◆ **GOAL**
Type out the material below exactly.

Entries from a pointing dataset:
◆ ◆ ◆ ◆ ◆ ◆ ◆

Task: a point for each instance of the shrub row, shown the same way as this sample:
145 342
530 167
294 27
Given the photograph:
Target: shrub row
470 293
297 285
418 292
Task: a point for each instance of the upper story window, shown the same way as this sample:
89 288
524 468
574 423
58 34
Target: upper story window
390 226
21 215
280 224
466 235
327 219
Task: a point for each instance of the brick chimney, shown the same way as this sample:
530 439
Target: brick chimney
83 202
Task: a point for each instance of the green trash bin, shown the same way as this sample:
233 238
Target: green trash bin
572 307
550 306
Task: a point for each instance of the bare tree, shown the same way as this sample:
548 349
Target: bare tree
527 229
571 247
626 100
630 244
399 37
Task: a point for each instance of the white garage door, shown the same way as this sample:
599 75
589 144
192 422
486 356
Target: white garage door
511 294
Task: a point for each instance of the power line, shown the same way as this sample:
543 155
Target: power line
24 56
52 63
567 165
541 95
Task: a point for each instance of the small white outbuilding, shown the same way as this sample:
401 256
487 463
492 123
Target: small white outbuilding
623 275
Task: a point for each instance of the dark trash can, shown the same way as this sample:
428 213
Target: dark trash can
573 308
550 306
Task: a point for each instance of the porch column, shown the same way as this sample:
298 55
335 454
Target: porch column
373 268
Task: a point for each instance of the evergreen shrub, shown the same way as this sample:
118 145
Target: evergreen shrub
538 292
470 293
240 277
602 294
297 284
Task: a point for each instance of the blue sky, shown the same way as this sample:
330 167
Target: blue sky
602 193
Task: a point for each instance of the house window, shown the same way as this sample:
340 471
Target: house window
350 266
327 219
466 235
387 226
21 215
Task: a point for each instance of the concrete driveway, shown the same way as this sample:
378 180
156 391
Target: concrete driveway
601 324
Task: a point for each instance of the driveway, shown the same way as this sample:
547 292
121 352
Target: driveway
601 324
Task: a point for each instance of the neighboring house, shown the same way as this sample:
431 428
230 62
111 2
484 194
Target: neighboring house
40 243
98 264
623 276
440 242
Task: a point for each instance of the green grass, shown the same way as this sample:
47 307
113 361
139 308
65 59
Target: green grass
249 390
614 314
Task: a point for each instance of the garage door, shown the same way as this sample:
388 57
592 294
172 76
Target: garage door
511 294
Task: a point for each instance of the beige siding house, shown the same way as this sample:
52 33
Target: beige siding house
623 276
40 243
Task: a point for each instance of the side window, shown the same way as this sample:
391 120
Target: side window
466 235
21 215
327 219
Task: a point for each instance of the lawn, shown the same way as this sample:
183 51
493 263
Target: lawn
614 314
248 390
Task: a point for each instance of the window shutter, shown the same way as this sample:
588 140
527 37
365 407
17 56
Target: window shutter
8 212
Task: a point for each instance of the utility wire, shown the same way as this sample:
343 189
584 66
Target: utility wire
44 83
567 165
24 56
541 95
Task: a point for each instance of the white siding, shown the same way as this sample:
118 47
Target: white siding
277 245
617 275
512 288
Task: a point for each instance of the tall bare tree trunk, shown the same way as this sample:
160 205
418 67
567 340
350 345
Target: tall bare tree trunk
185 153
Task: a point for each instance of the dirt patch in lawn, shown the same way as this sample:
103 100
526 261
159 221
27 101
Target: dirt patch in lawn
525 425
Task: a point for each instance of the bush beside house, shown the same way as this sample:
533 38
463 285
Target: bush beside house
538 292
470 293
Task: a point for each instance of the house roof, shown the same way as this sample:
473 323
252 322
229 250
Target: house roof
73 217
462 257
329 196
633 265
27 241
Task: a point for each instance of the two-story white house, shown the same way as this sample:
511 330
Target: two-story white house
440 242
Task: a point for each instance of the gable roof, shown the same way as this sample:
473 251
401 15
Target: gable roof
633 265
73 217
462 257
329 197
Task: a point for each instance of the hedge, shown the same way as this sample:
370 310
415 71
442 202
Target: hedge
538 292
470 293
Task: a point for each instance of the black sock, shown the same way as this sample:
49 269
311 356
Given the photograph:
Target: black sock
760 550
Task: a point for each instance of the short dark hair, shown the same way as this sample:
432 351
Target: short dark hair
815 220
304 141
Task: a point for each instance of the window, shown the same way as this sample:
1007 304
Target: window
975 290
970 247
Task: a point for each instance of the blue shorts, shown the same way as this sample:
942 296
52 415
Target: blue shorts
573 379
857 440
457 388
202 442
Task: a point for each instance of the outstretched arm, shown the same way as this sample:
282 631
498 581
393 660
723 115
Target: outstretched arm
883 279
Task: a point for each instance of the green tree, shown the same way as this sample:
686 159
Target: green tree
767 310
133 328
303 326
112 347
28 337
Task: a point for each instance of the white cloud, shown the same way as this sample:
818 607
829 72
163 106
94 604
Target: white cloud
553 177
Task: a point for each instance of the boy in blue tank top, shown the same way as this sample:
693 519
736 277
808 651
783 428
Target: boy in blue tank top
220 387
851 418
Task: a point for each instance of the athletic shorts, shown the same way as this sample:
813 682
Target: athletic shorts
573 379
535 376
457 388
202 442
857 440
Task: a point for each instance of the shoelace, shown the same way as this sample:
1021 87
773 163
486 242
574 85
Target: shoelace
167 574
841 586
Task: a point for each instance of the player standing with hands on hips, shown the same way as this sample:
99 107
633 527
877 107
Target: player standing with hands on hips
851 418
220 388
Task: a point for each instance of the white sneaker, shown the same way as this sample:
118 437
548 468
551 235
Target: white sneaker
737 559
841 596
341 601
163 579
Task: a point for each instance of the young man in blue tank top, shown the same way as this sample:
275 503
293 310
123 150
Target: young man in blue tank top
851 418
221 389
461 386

◆ ◆ ◆ ◆ ◆ ◆ ◆

◆ **FINISHED ANSWER**
Task: a point for each instance of the shrub row, shown the same way as this sample:
145 342
530 167
294 27
Given the photograph:
Target: shrub row
470 293
297 285
418 292
Task: a point for each instance of the upper story window, shown the same way as this sample:
89 288
524 468
574 423
58 34
Target: upper story window
390 226
21 215
280 224
466 235
327 219
Task: a point for each instance of the brick chimney, shown the same way as this sample:
530 439
Target: brick chimney
83 202
Task: a point for each instance of the green trash bin, shown the same way as this sample:
233 238
Target: green trash bin
572 307
550 306
Task: a point for each instance of the bare tree, shown the same way as this sample:
548 349
Target: bare tree
527 229
571 247
626 100
630 244
399 37
Task: a point for each instance of the white garage door, shown the same way as this sample:
599 75
589 144
192 422
486 356
Target: white garage door
511 294
Task: a point for each instance of the power line, shown the same way as this sample:
543 155
Target: power line
24 56
52 63
567 165
541 95
Task: a point for each instance of the small white outbuilding, shown the same way as this sample:
401 256
487 463
492 123
Target: small white outbuilding
623 275
Task: a point for each instance of the dark trash can, shown the same way as this sample:
428 213
Target: dark trash can
573 308
550 306
Task: a point for each instance of the porch column, shown the same way as this sample:
298 55
335 454
Target: porch column
373 268
Task: a point for each instance of the evergreen shrub, shown the same way as this sample:
118 145
Target: evergreen shrub
538 292
470 293
240 277
602 294
297 284
Task: a point for each instance of the blue sky, shown the same way as this sample:
330 167
Target: blue sky
602 193
Task: a point for each instance of the house window, shown the same way as this sample:
340 471
Target: house window
350 266
327 219
466 235
387 226
21 215
Task: a point for each instance of the concrete driveway, shown the same way as this sample:
378 180
156 391
Target: concrete driveway
601 324
Task: a point for each instance of the driveway, shown the same way as this sample:
547 292
121 352
Target: driveway
601 324
Task: a point for each instance of the neighboring house, shown the same way as this sample:
431 428
230 62
111 2
484 194
Target: neighboring house
40 243
98 264
623 276
440 242
Task: a point for each instance of the green grass, shown the same way as this sample:
47 307
113 361
139 308
65 59
Target: green grass
249 390
614 314
Task: a point for each instance of the garage door, shown the same way as this sample:
388 57
592 294
172 76
Target: garage door
511 294
Task: a point for each instance of the beige siding house, shown the same way as this sample:
52 33
Target: beige siding house
623 276
40 243
Task: a point for each instance of the side window, shown the same way as this sample:
391 120
Target: side window
466 235
21 215
327 219
Task: a point for each instance of the lawn, shown the same way as this sample:
183 51
493 263
Target: lawn
614 314
248 390
Task: a point for each instance of the window shutter, shown the same way as this sample:
588 140
527 37
365 407
17 56
Target: window shutter
8 212
Task: a point for each instance of the utility wire, shown the same way as this sample:
343 189
584 66
Target: utility wire
44 83
567 165
24 56
541 95
Task: a point for each instance of the white siding, shown the same way as this sample:
118 47
Target: white siding
277 245
617 275
512 288
Task: a point for each instance of the tall bare tree trunk, shown the same way as this sample:
160 205
418 67
567 340
350 345
Target: tall bare tree trunk
185 153
Task: a point for each instance of the dirt patch in lawn, shown the same way as this sample:
103 100
526 261
159 221
27 101
Target: dirt patch in lawn
525 425
Task: a point for each instance of the bush beside house, shown the same way as this sample:
533 38
463 285
Target: bush beside house
538 292
470 293
Task: a point for each instance of the house roof, shown the same way as this sample:
473 323
252 322
229 250
Target: house roof
73 217
462 257
329 196
633 265
27 241
Task: a point for each instance of the two-story white house, shown the same way as this sample:
511 330
Target: two-story white house
440 242
Task: a point for each instance of the gable roof, shown the same way as this sample:
473 251
401 15
Target: gable roof
633 265
73 217
462 257
329 197
Task: a point for each instance of the hedge, shown the same way as this sample:
370 310
415 71
442 202
Target: hedge
538 292
470 293
Task: a point for each instance of the black sock, shown the same way as this sample:
49 269
311 356
Given the photograph:
Target: black sock
760 550
Task: a point for each instance of the short dark hair, shown the same way as this sample:
432 351
Target: short dark hair
815 220
304 141
Task: a point for each instance of the window, shown the same way as this sample:
1007 304
Target: window
975 290
970 247
Task: a point for each instance of the blue shorts, shown the same way as this sample:
942 296
52 415
Target: blue shorts
573 379
857 440
457 388
202 442
Task: a point for each instance of the outstretched arm, shown the same way as this sample:
282 631
498 581
393 660
723 115
Target: outstretched arm
883 279
Task: a point for each instance of the green tree, shown the same way as this sample:
686 159
Target: green tree
767 310
133 328
303 326
112 347
28 337
Task: a point for each instance of the white cloud, shown the same way as this sample:
818 607
829 72
163 106
94 604
Target: white cloud
553 177
Task: a point for each instance of the boy in blue tank top, shown the same way as this sample:
693 519
736 277
808 651
783 428
Target: boy in blue tank top
220 387
851 418
Task: a point for each instance of the athletic shorts, shown the same way as this sample:
813 682
Target: athletic shorts
573 379
535 376
457 388
202 442
857 440
Task: a point for each instance of the shoelace, shown the same way as this sample:
1021 87
773 163
486 242
574 85
Target: shoelace
167 574
841 586
Task: a point for each instance of the player standing with hands on hips, shown the same way as this sample:
99 107
633 527
877 107
Target: player standing with hands on hips
851 418
220 388
Task: a point for each instance of the white sneaker, shown the same way as this sample:
118 437
548 468
551 235
Target: white sneaker
737 559
841 596
341 601
163 579
Task: a point for each instance of the young man in blue tank top, shown the same way as this sample:
275 503
293 310
123 150
Target: young man in blue tank top
851 418
221 389
461 386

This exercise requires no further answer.